* _What is asked_
Entries follow. Set all of them down as they stand.

* _Listed entries_

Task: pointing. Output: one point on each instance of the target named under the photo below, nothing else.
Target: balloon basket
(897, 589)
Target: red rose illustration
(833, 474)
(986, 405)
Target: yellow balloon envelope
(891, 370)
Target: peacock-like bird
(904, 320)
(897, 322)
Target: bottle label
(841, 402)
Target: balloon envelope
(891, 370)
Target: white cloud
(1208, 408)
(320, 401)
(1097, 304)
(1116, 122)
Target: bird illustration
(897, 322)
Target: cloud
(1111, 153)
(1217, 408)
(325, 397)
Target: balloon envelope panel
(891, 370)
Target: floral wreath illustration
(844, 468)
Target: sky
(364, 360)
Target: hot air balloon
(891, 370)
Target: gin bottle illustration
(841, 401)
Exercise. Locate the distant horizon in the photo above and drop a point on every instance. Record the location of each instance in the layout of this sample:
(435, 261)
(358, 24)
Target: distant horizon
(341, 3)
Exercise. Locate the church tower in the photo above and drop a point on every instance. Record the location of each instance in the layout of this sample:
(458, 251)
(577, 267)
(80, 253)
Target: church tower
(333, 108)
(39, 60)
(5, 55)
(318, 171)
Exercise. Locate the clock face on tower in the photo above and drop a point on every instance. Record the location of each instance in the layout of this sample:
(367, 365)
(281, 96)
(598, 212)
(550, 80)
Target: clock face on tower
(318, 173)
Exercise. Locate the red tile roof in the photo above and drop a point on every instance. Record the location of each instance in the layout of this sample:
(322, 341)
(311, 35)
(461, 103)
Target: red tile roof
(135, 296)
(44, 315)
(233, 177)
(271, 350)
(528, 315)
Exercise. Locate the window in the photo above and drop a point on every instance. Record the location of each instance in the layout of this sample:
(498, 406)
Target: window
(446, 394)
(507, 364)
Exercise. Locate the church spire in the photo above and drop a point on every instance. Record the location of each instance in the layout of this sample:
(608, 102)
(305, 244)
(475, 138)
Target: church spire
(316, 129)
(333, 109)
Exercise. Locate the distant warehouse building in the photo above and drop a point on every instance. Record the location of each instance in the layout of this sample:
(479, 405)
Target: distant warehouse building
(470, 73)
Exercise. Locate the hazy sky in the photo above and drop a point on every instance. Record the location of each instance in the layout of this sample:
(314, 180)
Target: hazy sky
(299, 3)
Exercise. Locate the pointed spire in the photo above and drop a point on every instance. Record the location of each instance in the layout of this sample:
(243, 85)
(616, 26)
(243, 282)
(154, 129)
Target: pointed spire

* _Solution to this task_
Task: pointing. Output: one point on each instance of the target named under the photo below, nothing else.
Target: balloon basket
(897, 589)
Target: red rose illustration
(833, 474)
(986, 405)
Target: yellow balloon envelope
(891, 370)
Target: peacock-like bird
(904, 320)
(897, 322)
Target: bottle label
(841, 402)
Target: balloon envelope
(891, 370)
Target: white cloud
(1208, 408)
(320, 401)
(1097, 304)
(1116, 122)
Target: bird illustration
(897, 322)
Target: cloud
(1111, 153)
(1217, 408)
(325, 397)
Target: balloon envelope panel
(891, 370)
Target: floral wreath illustration
(844, 468)
Target: sky
(364, 360)
Target: hot air balloon
(891, 370)
Target: gin bottle illustration
(841, 401)
Exercise. Locate the distant horizon in the photo above and drop a point on every instance. Record the location of each instance in the layout of this sample:
(435, 261)
(358, 24)
Target: distant horizon
(341, 3)
Exercise. Locate the church tower in the photo above and drop a point on every instance. Record the location of each instance in the layout of this sample:
(458, 251)
(577, 267)
(80, 253)
Target: church tower
(333, 108)
(39, 60)
(5, 55)
(318, 171)
Exercise. Locate the clock face on tower in the photo above and drop a point on every instance. Record the location of each instance in the layout of this sample:
(367, 365)
(281, 96)
(598, 212)
(550, 80)
Target: clock face on tower
(318, 173)
Exercise. Locate the red tile roof in the photo above and drop a point on every instance. Record the location of each instance in the layout of this sample:
(322, 341)
(311, 35)
(461, 103)
Target: red tile roof
(135, 296)
(44, 315)
(233, 177)
(271, 350)
(528, 315)
Exercise. Locate the window in the photo above and drop a point on every instance. Record the location of each instance in the layout of this sample:
(498, 406)
Target: window
(446, 394)
(507, 364)
Exercise. Locate the church spire in the photo above and drop a point on every instance. Record the location of each instance in the layout of this sample:
(608, 102)
(305, 244)
(475, 138)
Target: church spire
(316, 129)
(333, 109)
Exercise. Locate the distant warehouse building in the photo above and drop a point on every instance. Record the location of each instance in the layout of this sample:
(479, 405)
Target: distant warehouse building
(470, 73)
Exercise. Locate the hazy sky in the photo above and drop a point on every instance. Record the location of each instance in the layout of this sample:
(314, 180)
Target: hazy sky
(299, 3)
Exercise. Locate the pointed spire in the photo above and drop a point on every instance. Record the location of each instance in the layout of this sample:
(243, 85)
(616, 26)
(243, 282)
(154, 129)
Target: pointed spire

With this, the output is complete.